+++ RECORDS PROVIDED
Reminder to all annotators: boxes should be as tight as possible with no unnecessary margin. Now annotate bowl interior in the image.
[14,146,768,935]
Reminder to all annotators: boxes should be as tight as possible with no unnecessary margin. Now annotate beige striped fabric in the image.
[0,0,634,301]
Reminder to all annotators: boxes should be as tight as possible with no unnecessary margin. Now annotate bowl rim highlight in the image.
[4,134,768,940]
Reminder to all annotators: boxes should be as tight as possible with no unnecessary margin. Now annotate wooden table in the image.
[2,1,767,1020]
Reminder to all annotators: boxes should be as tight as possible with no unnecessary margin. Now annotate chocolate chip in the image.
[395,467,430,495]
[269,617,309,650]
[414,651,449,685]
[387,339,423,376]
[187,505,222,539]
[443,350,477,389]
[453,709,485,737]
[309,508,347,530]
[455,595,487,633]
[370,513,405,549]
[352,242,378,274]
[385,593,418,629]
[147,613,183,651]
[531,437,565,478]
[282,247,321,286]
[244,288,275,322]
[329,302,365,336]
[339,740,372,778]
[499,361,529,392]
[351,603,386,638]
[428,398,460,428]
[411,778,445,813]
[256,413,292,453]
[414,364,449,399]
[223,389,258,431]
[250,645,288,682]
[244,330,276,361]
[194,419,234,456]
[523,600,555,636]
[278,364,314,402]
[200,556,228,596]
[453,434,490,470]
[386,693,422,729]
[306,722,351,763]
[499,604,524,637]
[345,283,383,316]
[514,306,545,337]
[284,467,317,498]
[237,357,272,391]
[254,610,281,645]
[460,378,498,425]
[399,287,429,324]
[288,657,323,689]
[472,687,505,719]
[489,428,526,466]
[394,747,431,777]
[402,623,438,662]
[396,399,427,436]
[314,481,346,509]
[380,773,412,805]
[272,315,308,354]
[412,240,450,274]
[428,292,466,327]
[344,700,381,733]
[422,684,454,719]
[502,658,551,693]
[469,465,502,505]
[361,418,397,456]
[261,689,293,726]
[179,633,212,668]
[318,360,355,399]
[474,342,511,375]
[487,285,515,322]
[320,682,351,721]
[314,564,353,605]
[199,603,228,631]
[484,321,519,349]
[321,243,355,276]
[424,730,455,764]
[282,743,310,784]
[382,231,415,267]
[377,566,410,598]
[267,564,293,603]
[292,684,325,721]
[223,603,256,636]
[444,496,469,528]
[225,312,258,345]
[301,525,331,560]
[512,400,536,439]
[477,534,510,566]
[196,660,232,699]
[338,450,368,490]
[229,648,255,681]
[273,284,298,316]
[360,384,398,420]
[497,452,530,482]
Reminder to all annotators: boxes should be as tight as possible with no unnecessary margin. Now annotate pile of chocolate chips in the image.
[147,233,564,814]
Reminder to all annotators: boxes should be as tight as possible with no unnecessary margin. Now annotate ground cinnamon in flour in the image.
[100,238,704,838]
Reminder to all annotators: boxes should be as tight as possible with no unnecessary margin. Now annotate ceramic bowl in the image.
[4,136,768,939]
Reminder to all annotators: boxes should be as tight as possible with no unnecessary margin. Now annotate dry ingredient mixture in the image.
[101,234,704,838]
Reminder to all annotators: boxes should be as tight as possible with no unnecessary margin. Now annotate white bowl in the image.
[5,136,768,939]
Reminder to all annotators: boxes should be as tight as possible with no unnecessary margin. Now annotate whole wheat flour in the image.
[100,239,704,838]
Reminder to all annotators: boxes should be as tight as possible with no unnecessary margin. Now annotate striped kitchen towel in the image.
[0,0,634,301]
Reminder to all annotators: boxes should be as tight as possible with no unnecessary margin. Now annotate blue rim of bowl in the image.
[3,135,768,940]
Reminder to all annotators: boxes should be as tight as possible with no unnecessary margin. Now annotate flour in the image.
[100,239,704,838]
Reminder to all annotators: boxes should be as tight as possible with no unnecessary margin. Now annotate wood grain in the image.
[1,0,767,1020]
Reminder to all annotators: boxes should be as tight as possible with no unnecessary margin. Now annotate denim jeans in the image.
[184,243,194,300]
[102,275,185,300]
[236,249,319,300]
++++++
Give each line of the records above again, unchanged.

• TASK RESULT
Reminder to all annotators: boxes should be as tight as possible with no unnecessary margin. Now annotate bowl interior in the image.
[14,146,768,935]
Reminder to all annotators: boxes should be as tight as possible with no unnecessary margin. Now annotate beige striped fabric in the image.
[0,0,634,301]
Reminder to all annotators: boxes should be as tight as possible with no unnecessary margin. Now annotate bowl rim highlight in the image.
[4,134,768,940]
Reminder to all annotators: boxes should be as tight as possible with no unnecessary margin. Now annotate wooden table in the image.
[2,1,767,1020]
Reminder to all annotators: boxes should be as tight as possible with no unnecessary margin. Now annotate chocolate chip in the image.
[395,467,430,495]
[269,617,309,650]
[414,651,449,685]
[387,339,423,376]
[187,505,222,539]
[443,350,477,389]
[453,709,485,737]
[309,508,347,530]
[455,595,487,633]
[370,513,405,549]
[352,242,378,274]
[385,593,418,629]
[147,613,183,651]
[531,437,565,478]
[282,247,321,286]
[244,288,275,322]
[329,302,365,336]
[339,740,372,778]
[499,361,529,392]
[351,603,386,638]
[428,398,460,428]
[411,778,445,813]
[256,413,292,453]
[414,364,449,399]
[223,389,258,431]
[250,645,288,682]
[244,330,276,361]
[194,419,234,456]
[523,600,555,636]
[278,364,314,402]
[200,556,228,596]
[453,434,490,470]
[386,693,422,729]
[306,722,351,763]
[499,604,524,637]
[345,283,383,316]
[514,306,545,337]
[284,467,317,498]
[237,357,272,391]
[254,610,281,645]
[460,378,498,425]
[399,287,429,324]
[288,657,323,689]
[472,687,505,719]
[489,428,526,466]
[394,747,431,777]
[402,623,438,662]
[396,399,427,436]
[314,481,346,509]
[380,773,412,805]
[272,315,308,354]
[412,240,450,274]
[428,292,466,327]
[344,700,381,733]
[422,684,454,719]
[502,658,551,693]
[469,465,502,505]
[361,418,397,456]
[261,689,293,726]
[179,633,212,668]
[318,360,355,399]
[474,342,511,375]
[487,285,515,322]
[320,682,351,721]
[314,564,353,605]
[199,603,228,631]
[484,321,519,349]
[321,243,355,276]
[424,730,455,764]
[282,743,310,784]
[382,231,415,267]
[377,566,410,598]
[267,564,293,603]
[292,684,325,721]
[223,603,256,636]
[444,496,469,528]
[225,312,258,345]
[301,525,331,560]
[512,400,536,439]
[477,534,510,566]
[196,660,232,699]
[338,450,368,490]
[229,648,255,681]
[273,284,298,316]
[360,384,398,420]
[497,452,530,482]
Reminder to all annotators: boxes should be as tight as possible with no unnecessary margin. Now annotate pile of chocolate chips in the image.
[147,233,564,814]
Reminder to all annotators: boxes should be as tight as possible with no unnecessary margin. Now annotate ground cinnamon in flour in the image.
[100,238,704,838]
Reminder to all annotators: boxes should be as tight as possible with no unnecessary margin. Now annotate ceramic bowl in the image.
[4,136,768,939]
Reminder to all annotators: boxes should be as tight as possible with no unnecessary margin. Now annotate dry ingredient mixture in the image.
[101,234,704,838]
Reminder to all annotators: boxes should be as tight as possible with no unnecessary margin. Now annotate white bowl in the image.
[5,136,768,939]
Reminder to all annotators: boxes should be as tight as possible with no unnecessary margin. Now annotate whole wheat flour in the image.
[100,239,704,838]
Reminder to all annotators: boxes should be as tight as possible with no unnecessary margin. Now annotate striped kitchen towel in the image.
[0,0,634,301]
Reminder to all annotators: boxes should be as tight as possible with no unnecessary margin. Now annotate blue rim of bowl in the image.
[3,135,768,940]
Reminder to all annotators: boxes should be as tight as possible with no unnecessary margin. Now annotate flour in the image.
[100,239,704,838]
Reminder to all annotators: boxes should be as tight as possible with no unnecessary margin. Now annotate wood grain in the image.
[1,0,767,1020]
Reminder to all annotators: boxes should be as tight as possible with no unnecessary margin. Now annotate denim jeans in the image.
[184,243,194,300]
[102,275,185,300]
[236,249,319,300]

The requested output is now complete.